== WORK TO BE COMPLETED ==
Write out the data exactly, every line included.

== LISTED RECORDS ==
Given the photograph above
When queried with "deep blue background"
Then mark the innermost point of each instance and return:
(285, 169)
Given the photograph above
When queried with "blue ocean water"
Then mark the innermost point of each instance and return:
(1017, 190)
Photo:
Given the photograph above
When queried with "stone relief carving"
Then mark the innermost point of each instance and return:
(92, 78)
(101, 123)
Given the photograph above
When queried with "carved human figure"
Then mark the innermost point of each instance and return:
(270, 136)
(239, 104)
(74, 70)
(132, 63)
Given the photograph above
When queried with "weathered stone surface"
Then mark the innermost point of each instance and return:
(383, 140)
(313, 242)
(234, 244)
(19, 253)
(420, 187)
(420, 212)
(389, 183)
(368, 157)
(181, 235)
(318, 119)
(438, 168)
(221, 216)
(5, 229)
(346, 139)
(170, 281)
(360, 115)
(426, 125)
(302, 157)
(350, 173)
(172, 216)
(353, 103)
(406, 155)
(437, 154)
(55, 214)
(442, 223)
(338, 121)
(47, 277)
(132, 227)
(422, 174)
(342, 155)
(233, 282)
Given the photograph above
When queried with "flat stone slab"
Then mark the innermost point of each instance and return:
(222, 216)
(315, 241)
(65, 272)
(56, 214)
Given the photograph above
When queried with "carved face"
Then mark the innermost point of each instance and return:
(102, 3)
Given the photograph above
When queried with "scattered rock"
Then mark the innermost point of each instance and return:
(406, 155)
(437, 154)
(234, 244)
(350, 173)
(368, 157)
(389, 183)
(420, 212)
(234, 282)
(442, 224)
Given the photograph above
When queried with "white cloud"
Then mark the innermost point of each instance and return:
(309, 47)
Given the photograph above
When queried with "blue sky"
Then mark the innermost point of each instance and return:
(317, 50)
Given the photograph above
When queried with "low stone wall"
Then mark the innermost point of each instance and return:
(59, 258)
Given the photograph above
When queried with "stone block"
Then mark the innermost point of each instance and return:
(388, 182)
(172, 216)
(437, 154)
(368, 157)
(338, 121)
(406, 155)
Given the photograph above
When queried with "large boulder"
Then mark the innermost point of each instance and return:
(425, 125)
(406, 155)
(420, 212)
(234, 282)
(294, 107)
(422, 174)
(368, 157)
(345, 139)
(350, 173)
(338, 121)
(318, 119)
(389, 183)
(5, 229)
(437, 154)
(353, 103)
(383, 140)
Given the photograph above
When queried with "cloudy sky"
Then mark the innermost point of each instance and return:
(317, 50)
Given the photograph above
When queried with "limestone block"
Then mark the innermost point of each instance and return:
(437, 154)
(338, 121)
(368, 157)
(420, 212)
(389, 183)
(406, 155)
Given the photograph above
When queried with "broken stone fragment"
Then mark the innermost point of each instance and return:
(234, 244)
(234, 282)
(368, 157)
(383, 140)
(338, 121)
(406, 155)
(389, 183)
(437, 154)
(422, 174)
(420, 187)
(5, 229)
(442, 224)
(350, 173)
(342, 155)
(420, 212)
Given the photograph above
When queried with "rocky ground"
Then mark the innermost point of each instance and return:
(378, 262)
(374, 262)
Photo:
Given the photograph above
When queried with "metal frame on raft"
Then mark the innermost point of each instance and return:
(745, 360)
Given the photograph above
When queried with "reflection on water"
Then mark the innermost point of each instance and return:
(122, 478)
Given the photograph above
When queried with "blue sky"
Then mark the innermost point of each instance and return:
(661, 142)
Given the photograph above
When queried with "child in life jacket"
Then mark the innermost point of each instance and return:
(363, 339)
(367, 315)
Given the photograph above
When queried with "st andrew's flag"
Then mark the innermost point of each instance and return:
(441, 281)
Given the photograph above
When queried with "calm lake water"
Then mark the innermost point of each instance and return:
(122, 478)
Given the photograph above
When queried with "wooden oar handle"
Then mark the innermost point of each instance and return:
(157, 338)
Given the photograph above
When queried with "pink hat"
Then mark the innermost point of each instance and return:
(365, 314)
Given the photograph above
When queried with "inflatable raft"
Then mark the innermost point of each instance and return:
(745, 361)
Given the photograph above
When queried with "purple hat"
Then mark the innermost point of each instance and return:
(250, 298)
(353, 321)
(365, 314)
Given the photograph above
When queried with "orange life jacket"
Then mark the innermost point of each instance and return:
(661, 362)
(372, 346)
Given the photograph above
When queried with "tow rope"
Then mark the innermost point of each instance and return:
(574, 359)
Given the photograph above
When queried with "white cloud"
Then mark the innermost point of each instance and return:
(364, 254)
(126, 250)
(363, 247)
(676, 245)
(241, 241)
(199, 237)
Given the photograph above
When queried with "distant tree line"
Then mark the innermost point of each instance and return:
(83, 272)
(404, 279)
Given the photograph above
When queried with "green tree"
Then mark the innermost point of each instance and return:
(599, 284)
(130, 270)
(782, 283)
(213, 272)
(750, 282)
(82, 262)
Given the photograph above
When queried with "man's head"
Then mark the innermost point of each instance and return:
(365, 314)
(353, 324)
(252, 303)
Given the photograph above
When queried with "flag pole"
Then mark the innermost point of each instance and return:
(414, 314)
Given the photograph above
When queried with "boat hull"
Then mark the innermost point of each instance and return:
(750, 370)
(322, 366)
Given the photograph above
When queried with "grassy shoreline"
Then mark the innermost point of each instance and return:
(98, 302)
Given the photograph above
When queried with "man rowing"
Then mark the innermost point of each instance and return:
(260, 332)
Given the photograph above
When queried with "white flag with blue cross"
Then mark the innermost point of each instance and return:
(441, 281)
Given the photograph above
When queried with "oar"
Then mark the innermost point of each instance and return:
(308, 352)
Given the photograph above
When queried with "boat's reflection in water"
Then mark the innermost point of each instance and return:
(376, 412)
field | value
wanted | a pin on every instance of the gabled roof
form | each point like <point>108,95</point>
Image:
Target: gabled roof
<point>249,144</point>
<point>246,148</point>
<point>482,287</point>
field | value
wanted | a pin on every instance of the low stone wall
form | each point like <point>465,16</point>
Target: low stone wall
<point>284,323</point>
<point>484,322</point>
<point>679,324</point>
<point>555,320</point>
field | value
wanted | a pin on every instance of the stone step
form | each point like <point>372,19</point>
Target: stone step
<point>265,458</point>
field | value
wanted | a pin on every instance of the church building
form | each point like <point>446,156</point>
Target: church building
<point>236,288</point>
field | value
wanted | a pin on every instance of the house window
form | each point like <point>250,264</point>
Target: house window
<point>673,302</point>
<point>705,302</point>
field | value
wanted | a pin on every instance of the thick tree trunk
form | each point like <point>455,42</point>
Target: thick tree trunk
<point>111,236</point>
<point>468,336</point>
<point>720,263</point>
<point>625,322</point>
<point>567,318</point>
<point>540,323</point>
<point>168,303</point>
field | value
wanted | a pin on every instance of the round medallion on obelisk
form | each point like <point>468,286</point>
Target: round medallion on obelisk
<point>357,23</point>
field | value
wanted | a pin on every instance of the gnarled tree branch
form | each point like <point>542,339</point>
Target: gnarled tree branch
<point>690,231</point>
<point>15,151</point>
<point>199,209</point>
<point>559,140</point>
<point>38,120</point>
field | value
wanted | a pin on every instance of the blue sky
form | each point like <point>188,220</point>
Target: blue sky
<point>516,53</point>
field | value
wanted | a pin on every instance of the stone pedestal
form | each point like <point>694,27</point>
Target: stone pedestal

== EXPECTED OUTPUT ==
Given the photograph above
When queried with "deep blue background"
Then mark the innermost point of each instance and return:
(285, 169)
Given the photograph above
When queried with "blue ocean water"
Then mark the innermost point of each instance and return:
(1017, 190)
Photo:
Given the photograph above
When queried with "stone relief carving"
Then mark the innermost point of each instance and return:
(92, 78)
(101, 123)
Given the photograph above
When queried with "carved human figure"
Then mark the innermost point of each instance and return:
(270, 136)
(239, 104)
(74, 70)
(132, 63)
Given the photograph above
When queried with "weathered stone surface"
Then mark the innermost point of each instance and return:
(383, 140)
(313, 242)
(234, 244)
(19, 253)
(420, 187)
(420, 212)
(389, 183)
(368, 157)
(181, 235)
(318, 119)
(438, 168)
(221, 216)
(5, 229)
(346, 139)
(170, 281)
(360, 115)
(426, 125)
(302, 157)
(350, 173)
(172, 216)
(353, 103)
(406, 155)
(437, 154)
(55, 214)
(442, 223)
(338, 121)
(47, 277)
(132, 227)
(422, 174)
(342, 155)
(233, 282)
Given the photograph above
When queried with "flat stone slab"
Then mark the innermost point of each instance and return:
(222, 216)
(315, 241)
(65, 272)
(56, 214)
Given the photograph above
When queried with "carved face"
Then mark the innermost point of each instance and return:
(102, 3)
Given the photograph above
When queried with "scattered rock"
Then mark the innermost point of each instance and return:
(406, 155)
(437, 154)
(234, 244)
(350, 173)
(368, 157)
(389, 183)
(420, 212)
(234, 282)
(442, 224)
Given the photograph above
When queried with "white cloud"
Then mark the innermost point of each instance and return:
(309, 47)
Given the photograph above
When queried with "blue sky"
Then mark the innermost point of each instance and return:
(317, 50)
Given the photograph above
When queried with "low stone wall"
Then mark the innermost point of each instance and return:
(59, 258)
Given the photograph above
When queried with "stone block"
Then mark the innermost point of each instance and return:
(388, 182)
(172, 216)
(437, 154)
(368, 157)
(338, 121)
(406, 155)
Given the photograph above
When queried with "large boulder"
Then mark the innermost point of each instance and return:
(425, 125)
(406, 155)
(420, 212)
(234, 282)
(294, 107)
(422, 174)
(368, 157)
(345, 139)
(350, 173)
(338, 121)
(318, 119)
(389, 183)
(5, 229)
(437, 154)
(353, 103)
(383, 140)
Given the photograph above
When queried with "cloudy sky"
Then mark the innermost point of each instance and return:
(317, 50)
Given the photograph above
When queried with "limestone block"
Then mark the innermost point of each instance and return:
(437, 154)
(338, 121)
(368, 157)
(420, 212)
(389, 183)
(406, 155)
Given the photograph above
When queried with "broken stone fragment"
Then mark the innermost point of each instance and return:
(234, 244)
(234, 282)
(368, 157)
(383, 140)
(338, 121)
(406, 155)
(389, 183)
(437, 154)
(422, 174)
(420, 187)
(5, 229)
(442, 224)
(350, 173)
(342, 155)
(420, 212)
Given the photograph above
When queried with "rocky ground"
Then mark the innermost point of each instance and return:
(378, 262)
(374, 262)
Photo:
Given the photograph above
When queried with "metal frame on raft"
Then mark the innermost point of each instance and return:
(745, 360)
Given the photograph above
When queried with "reflection on water"
Then mark the innermost point of each instance and return:
(122, 478)
Given the photograph above
When queried with "blue sky"
Then mark the innermost point of each instance and return:
(661, 142)
Given the photograph above
When queried with "child in life jacket"
Then mark the innermost point of each instance and return:
(363, 339)
(367, 315)
Given the photograph above
When queried with "st andrew's flag"
Then mark the innermost point of each instance and return:
(441, 281)
Given the photograph above
When queried with "calm lake water"
Then mark the innermost point of each instance and return:
(122, 478)
Given the photograph above
When queried with "wooden oar handle"
Then mark the innermost point of each instance and return:
(157, 338)
Given the photograph above
When queried with "pink hat"
Then mark the innermost point of each instance and return:
(365, 314)
Given the photograph above
When queried with "inflatable raft"
Then mark the innermost point of each instance and return:
(745, 361)
Given the photograph above
When queried with "purple hat"
Then mark the innermost point of each instance and return:
(250, 298)
(353, 321)
(365, 314)
Given the photograph above
When queried with "orange life jacket"
Then mark the innermost point of each instance and return:
(661, 362)
(372, 346)
Given the photograph above
When queried with "tow rope"
Then mark the innermost point of each instance and return:
(574, 359)
Given the photograph above
When queried with "white cloud"
Then mark the innermost point of each instance and return:
(364, 254)
(126, 250)
(363, 247)
(676, 245)
(241, 241)
(199, 237)
Given the photograph above
When queried with "distant tree line"
Then mark the innermost point of each instance and return:
(83, 272)
(404, 279)
Given the photograph above
When queried with "green tree"
Then mark the innermost point of each instance and return:
(599, 284)
(130, 270)
(782, 283)
(213, 272)
(750, 282)
(82, 262)
Given the photograph above
When queried with "man's head"
Then mark the innermost point of each instance and return:
(365, 314)
(353, 324)
(252, 303)
Given the photograph above
When queried with "flag pole"
Then mark the innermost point of each instance and return:
(414, 314)
Given the photograph above
When queried with "boat hull"
Then mark the innermost point of each instance and return:
(750, 370)
(322, 366)
Given the photograph above
When queried with "grassy shoreline"
Then mark the innermost point of each instance and return:
(98, 302)
Given the photograph above
When queried with "man rowing"
Then mark the innermost point of each instance and return:
(260, 332)
Given the photograph above
When queried with "white flag with blue cross"
Then mark the innermost point of each instance and return:
(441, 281)
Given the photograph above
When queried with "oar"
Then mark the innermost point of each instance and return:
(308, 352)
Given the photograph above
When queried with "boat's reflection in water"
Then mark the innermost point of each instance and return:
(376, 412)
field | value
wanted | a pin on every instance of the gabled roof
form | each point like <point>108,95</point>
Image:
Target: gabled roof
<point>249,144</point>
<point>246,148</point>
<point>482,287</point>
field | value
wanted | a pin on every instance of the low stone wall
form | each point like <point>465,16</point>
Target: low stone wall
<point>284,323</point>
<point>484,322</point>
<point>679,324</point>
<point>555,320</point>
field | value
wanted | a pin on every instance of the stone step
form | each point like <point>372,19</point>
Target: stone step
<point>265,458</point>
field | value
wanted | a pin on every instance of the church building
form | each point like <point>446,156</point>
Target: church building
<point>236,288</point>
field | value
wanted | a pin on every instance of the house window
form | each point like <point>250,264</point>
Target: house window
<point>673,302</point>
<point>705,302</point>
field | value
wanted | a pin on every instance of the thick tree trunk
form | each point like <point>455,42</point>
Target: thick tree trunk
<point>111,236</point>
<point>468,336</point>
<point>720,263</point>
<point>625,322</point>
<point>567,318</point>
<point>540,323</point>
<point>168,303</point>
field | value
wanted | a pin on every instance of the round medallion on obelisk
form | each point like <point>468,286</point>
Target: round medallion on obelisk
<point>357,23</point>
field | value
wanted | a pin on every instance of the gnarled tree branch
form | each point like <point>542,339</point>
Target: gnarled tree branch
<point>690,231</point>
<point>15,151</point>
<point>199,209</point>
<point>559,140</point>
<point>38,120</point>
field | value
wanted | a pin on every instance of the blue sky
form | each point like <point>188,220</point>
Target: blue sky
<point>516,53</point>
field | value
wanted | a pin on every instance of the stone pedestal
form | each point like <point>694,27</point>
Target: stone pedestal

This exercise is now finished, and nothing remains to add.